═════ Supplied text ═════

I have already agreed, as a result of the brief exchanges between myself and the hon. Member for Kilmarnock and Loudoun, both today and in earlier consideration of these matters, that we should map the provision of charge points across the country. It is very important that we monitor closely how charge points are rolled out. We have spoken about workplaces, local authorities, service stations and so on and so forth, but we need to get a clear view about where the concentrations of charge points are and what needs to be done to fill in any gaps that emerge.
More than that, it is appropriate to review more generally. I draw the attention of the hon. Member for Kingston upon Hull East to the Small Business, Enterprise and Employment Act 2015, in particular to section 28. He will remember, probably having debated it at other times and in other places, that section 28 creates a
“Duty to review regulatory provisions in secondary legislation”—
in my judgment, absolutely properly. Section 28(2) makes it clear that:
“The Minister must—
(a) make provision for review in the secondary legislation in which the regulatory provision is made…or
(b) publish a statement that it is not appropriate in the circumstances to make provision for review in that legislation”.
Either the Minister must justify why he is not reviewing, or review.
My strong indication to the Committee is that in those circumstances, we would want to review and consider the ramifications that result from the legislation, for the very reasons I have just given. It is a rapidly evolving and changing field and we want as much debate and scrutiny of it as possible. It is not a matter of contention, but a case of the whole Committee—indeed, the whole House—wanting to get it right. There is provision for us to do so; we have committed to that in clause 15. For those reasons, and with the strong assurances I have offered, I hope that the hon. Gentleman will withdraw the amendment.

═════ Information provided ═════

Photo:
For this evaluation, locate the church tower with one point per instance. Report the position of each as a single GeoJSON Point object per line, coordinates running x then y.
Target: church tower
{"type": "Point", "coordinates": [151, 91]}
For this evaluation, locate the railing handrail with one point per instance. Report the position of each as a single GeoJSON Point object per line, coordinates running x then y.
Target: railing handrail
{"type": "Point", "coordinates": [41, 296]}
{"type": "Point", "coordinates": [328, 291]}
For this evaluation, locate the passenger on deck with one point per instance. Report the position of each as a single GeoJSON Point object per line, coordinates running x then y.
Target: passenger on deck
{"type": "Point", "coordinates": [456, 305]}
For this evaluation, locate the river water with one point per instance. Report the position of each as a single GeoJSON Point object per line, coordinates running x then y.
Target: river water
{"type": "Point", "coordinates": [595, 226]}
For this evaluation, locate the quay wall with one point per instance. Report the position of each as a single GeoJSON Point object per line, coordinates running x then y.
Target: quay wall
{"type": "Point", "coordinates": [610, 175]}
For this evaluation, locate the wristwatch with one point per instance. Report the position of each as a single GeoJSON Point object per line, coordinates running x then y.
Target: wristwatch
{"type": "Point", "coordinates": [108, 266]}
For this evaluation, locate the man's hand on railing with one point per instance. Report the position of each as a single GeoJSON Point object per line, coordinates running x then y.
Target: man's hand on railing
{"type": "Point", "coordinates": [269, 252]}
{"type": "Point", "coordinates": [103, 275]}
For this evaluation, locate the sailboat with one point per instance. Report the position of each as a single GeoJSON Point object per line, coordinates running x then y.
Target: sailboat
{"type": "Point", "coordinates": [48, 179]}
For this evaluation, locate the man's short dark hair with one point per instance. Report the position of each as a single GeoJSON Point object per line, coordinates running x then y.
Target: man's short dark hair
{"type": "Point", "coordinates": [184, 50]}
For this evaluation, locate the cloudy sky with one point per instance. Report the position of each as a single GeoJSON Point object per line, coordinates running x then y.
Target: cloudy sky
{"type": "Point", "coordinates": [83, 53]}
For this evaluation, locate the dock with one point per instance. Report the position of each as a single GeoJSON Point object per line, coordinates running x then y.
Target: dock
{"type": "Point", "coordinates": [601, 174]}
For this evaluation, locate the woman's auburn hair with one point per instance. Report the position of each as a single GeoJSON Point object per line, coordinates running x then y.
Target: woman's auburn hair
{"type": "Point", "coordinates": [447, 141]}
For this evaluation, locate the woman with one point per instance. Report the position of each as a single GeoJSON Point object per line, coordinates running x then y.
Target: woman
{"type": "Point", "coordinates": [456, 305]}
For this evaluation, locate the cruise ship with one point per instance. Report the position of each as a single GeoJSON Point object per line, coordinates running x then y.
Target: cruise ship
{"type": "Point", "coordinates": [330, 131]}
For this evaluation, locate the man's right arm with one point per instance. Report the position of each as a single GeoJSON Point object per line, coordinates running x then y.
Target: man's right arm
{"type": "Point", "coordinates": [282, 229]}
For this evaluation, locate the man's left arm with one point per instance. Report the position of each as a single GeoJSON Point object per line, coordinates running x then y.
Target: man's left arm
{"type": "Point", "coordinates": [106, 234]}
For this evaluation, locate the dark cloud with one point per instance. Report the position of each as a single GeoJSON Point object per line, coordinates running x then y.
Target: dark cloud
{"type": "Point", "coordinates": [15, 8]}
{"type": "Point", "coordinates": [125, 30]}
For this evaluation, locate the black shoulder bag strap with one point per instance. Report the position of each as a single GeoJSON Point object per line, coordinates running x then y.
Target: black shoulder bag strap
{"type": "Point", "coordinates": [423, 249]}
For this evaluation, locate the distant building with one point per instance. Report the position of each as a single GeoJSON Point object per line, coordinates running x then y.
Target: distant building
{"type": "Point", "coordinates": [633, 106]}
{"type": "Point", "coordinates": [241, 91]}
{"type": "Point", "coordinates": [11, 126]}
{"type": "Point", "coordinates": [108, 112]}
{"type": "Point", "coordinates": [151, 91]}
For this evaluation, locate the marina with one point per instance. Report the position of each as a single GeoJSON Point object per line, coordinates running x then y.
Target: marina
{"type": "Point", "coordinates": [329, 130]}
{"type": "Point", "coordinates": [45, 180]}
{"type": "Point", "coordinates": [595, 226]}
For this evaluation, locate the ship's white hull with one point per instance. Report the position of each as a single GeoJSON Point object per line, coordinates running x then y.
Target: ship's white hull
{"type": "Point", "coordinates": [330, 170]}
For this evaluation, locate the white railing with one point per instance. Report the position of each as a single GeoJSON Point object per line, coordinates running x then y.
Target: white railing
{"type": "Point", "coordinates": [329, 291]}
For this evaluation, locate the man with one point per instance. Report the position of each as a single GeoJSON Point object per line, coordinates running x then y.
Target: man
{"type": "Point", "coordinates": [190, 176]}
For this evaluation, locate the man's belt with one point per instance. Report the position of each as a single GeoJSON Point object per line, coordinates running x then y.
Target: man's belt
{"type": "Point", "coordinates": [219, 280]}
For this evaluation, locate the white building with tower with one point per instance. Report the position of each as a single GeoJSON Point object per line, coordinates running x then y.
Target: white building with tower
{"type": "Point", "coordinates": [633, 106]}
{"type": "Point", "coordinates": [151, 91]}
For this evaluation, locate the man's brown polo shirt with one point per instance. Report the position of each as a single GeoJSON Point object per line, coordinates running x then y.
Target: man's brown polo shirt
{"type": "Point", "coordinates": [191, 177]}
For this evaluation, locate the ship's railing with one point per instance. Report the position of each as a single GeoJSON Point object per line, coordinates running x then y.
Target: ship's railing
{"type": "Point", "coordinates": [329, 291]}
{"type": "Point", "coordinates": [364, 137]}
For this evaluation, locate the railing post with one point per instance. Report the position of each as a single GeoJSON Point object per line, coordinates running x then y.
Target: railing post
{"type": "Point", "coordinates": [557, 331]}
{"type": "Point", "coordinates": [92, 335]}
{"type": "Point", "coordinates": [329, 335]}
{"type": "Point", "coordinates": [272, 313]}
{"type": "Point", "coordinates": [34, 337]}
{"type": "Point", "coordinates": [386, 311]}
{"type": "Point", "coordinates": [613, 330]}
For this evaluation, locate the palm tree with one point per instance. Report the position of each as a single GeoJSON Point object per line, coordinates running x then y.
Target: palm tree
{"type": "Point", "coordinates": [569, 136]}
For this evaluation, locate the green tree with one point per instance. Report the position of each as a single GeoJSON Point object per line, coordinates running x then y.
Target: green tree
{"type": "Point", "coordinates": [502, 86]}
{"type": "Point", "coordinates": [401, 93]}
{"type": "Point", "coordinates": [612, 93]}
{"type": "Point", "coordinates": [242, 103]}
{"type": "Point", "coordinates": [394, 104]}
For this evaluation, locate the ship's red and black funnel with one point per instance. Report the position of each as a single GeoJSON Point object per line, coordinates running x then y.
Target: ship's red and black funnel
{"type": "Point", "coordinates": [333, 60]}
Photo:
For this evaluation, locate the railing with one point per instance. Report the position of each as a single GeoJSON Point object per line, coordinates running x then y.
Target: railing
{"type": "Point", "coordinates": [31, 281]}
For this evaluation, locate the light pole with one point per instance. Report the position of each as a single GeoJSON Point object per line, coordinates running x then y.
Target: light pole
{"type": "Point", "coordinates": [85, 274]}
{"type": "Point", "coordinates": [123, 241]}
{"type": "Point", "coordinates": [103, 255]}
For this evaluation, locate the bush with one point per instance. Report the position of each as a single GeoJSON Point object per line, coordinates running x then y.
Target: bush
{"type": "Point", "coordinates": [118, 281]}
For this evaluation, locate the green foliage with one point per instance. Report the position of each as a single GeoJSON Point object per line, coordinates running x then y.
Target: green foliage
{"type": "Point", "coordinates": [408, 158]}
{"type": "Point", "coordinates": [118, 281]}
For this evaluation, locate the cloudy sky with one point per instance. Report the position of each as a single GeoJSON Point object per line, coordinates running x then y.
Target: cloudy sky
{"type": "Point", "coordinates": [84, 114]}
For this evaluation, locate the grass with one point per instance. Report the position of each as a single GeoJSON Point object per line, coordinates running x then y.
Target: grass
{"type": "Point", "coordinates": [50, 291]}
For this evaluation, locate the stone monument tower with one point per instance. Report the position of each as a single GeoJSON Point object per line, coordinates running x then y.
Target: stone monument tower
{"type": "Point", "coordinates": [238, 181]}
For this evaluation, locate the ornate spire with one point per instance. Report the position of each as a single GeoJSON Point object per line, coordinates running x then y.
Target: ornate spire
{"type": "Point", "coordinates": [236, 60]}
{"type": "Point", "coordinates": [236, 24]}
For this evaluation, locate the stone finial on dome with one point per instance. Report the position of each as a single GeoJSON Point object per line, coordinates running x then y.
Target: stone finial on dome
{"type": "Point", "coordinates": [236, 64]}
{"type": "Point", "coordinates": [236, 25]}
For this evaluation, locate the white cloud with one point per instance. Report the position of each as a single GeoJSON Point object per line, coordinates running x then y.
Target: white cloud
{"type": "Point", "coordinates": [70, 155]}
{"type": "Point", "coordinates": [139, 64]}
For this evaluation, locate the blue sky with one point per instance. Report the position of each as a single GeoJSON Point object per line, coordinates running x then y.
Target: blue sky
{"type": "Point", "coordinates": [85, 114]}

═════

Tasks to complete:
- A) In the parliamentary excerpt, why does the speaker say the Committee would want to review the ramifications of the legislation?
- B) Set down the part of the parliamentary excerpt that opens with the words containing "More than that, it" and closes with "reviewing, or review.".

Results of the tasks:
- A) The speaker says it is a rapidly evolving and changing field, and they want as much debate and scrutiny of it as possible. The aim is for the whole Committee, and indeed the whole House, to get it right.

- B)
More than that, it is appropriate to review more generally. I draw the attention of the hon. Member for Kingston upon Hull East to the Small Business, Enterprise and Employment Act 2015, in particular to section 28. He will remember, probably having debated it at other times and in other places, that section 28 creates a
“Duty to review regulatory provisions in secondary legislation”—
in my judgment, absolutely properly. Section 28(2) makes it clear that:
“The Minister must—
(a) make provision for review in the secondary legislation in which the regulatory provision is made…or
(b) publish a statement that it is not appropriate in the circumstances to make provision for review in that legislation”.
Either the Minister must justify why he is not reviewing, or review.